▶ [Work instructions]: Output the full listing exactly, character for character.

▶ [Material supplied]:
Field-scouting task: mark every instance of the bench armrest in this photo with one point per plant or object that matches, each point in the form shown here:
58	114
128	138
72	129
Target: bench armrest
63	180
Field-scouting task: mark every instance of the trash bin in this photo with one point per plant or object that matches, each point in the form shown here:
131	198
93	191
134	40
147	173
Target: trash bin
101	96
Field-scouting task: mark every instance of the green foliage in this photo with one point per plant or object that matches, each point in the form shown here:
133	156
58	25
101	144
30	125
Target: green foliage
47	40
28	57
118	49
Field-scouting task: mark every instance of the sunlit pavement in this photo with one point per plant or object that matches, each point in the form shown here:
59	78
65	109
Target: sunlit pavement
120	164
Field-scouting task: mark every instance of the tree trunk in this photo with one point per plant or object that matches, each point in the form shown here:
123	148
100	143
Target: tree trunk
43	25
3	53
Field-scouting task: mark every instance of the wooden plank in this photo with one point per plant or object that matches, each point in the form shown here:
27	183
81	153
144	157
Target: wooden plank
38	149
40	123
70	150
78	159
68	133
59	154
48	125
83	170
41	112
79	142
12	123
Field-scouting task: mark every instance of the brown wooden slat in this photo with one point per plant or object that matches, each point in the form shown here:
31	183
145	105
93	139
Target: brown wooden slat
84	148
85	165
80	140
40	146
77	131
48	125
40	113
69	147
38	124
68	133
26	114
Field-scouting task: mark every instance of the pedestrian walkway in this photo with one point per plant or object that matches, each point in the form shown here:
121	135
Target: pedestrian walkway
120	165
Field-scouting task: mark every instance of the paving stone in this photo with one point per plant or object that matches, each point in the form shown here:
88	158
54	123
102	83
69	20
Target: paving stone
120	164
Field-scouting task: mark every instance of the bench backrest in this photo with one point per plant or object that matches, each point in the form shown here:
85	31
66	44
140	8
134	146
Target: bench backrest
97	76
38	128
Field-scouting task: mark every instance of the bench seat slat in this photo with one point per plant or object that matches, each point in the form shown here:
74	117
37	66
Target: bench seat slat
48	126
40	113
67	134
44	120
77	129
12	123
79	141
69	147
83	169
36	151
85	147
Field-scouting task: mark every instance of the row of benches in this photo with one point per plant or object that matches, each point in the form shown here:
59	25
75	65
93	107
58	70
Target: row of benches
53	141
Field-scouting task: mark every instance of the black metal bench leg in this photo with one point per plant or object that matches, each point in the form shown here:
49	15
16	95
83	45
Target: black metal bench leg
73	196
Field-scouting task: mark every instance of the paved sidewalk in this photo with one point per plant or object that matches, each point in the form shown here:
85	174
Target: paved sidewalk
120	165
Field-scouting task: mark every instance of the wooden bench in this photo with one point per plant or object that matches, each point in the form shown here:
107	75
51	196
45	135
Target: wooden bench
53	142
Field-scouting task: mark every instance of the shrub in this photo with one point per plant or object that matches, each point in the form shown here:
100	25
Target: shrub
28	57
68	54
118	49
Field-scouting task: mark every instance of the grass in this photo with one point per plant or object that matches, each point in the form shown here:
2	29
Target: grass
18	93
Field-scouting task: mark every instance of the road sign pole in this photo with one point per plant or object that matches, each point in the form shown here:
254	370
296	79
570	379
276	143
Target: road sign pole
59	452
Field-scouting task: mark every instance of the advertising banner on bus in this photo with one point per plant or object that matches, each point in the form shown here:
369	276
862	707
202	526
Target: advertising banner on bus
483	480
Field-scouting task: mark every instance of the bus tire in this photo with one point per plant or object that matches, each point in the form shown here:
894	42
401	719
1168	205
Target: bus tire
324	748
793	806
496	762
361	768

▶ [Exercise result]:
Field-scouting task: mark every instance of the bench armrest in this photo with one point per plant or object that matches, each point in the form shown here:
58	114
128	138
72	129
Target: bench armrest
63	180
Field-scouting task: mark every instance of the trash bin in this photo with one point per plant or object that matches, each point in the form shown here:
131	198
93	191
134	40
147	173
Target: trash bin
101	96
Field-scouting task: mark every instance of the green foliage in this photo with one point per plant or object that matches, each point in the form shown here:
133	156
58	25
101	144
30	125
Target: green foliage
47	40
28	57
118	49
Field-scouting task: mark every instance of the sunlit pavement in this photo with one point per plant or object that matches, each point in the form shown here:
59	78
65	109
Target: sunlit pavement
120	164
Field-scouting task: mark every instance of the tree trunk in this photo with one point per plant or object that matches, each point in the form shown here:
123	148
100	143
Target: tree trunk
43	25
3	53
Field-scouting task: mark every instance of the wooden plank in this photo with one point per plant or object that matches, each point in the form shown here:
27	183
81	153
144	157
Target: wooden plank
38	149
40	123
70	150
78	159
68	133
59	154
48	125
83	170
41	112
79	142
12	123
Field-scouting task: mark every instance of the brown wooden slat in this photo with one point per plant or object that matches, each point in the form shown here:
31	183
145	105
93	139
Target: brown wooden slat
84	148
85	165
80	140
40	146
77	131
48	125
40	113
69	147
38	124
68	133
26	114
Field-scouting task: mark every instance of the pedestrian walkway in this photo with one point per plant or object that matches, each point in the form shown here:
121	135
Target: pedestrian walkway
120	165
Field-scouting task: mark every instance of the paving stone in this photo with one point per plant or object that matches, each point in the form shown here:
88	158
54	123
102	83
69	20
Target: paving stone
120	164
Field-scouting task: mark every instance of the bench backrest in this photo with one point per plant or object that matches, each point in the form shown here:
85	31
66	44
140	8
134	146
Target: bench backrest
97	76
38	128
Field-scouting task: mark every instance of the bench seat slat in this photo with one point per plant or object that matches, each point in the form shown here:
74	117
37	66
Target: bench seat slat
48	126
40	113
67	134
44	120
77	129
12	123
79	141
69	147
83	169
36	151
85	147
Field-scouting task: mark every instance of the row of benches in this photo with one point per plant or object that matches, each point in the form shown here:
59	25
75	65
93	107
58	70
Target: row of benches
53	141
Field-scouting task: mark every instance of the black metal bench leg in this photo with one point per plant or object that matches, each point in the form shown here:
49	15
16	95
83	45
Target: black metal bench leg
73	196
Field-scouting task: mark every instance of the paved sidewalk in this photo with one point per plant or object that matches, each point in the form shown here:
85	174
Target: paved sidewalk
120	165
Field-scouting task: mark every instance of the wooden bench in this photo with one point per plant or object that matches, each point in the form shown here:
107	75
51	196
45	135
Target: wooden bench
53	142
Field-scouting task: mark every instance of the shrub in this photo with one point per plant or object that matches, each point in the form shown here:
100	25
Target: shrub
28	57
68	54
118	49
Field-scouting task: mark every instance of the grass in this photo with one point per plant or object that matches, each point in the form shown here:
2	29
Target: grass
18	93
Field-scouting task: mark every instance of the road sign pole in this photo with one point per plant or object that matches, each point in the form shown here:
254	370
296	79
570	379
276	143
Target: road sign pole
59	452
Field-scouting task: mark every instance of the advertising banner on bus in this photo with one point per plant or object that matches, each point in the form shown here:
369	276
862	707
202	526
Target: advertising banner on bus
483	480
Field-scouting task: mark every instance of the bus tire in this photo with one point per plant or object that matches, each point in the form shown here:
894	42
401	719
1168	205
Target: bus tire
324	748
793	806
496	762
361	768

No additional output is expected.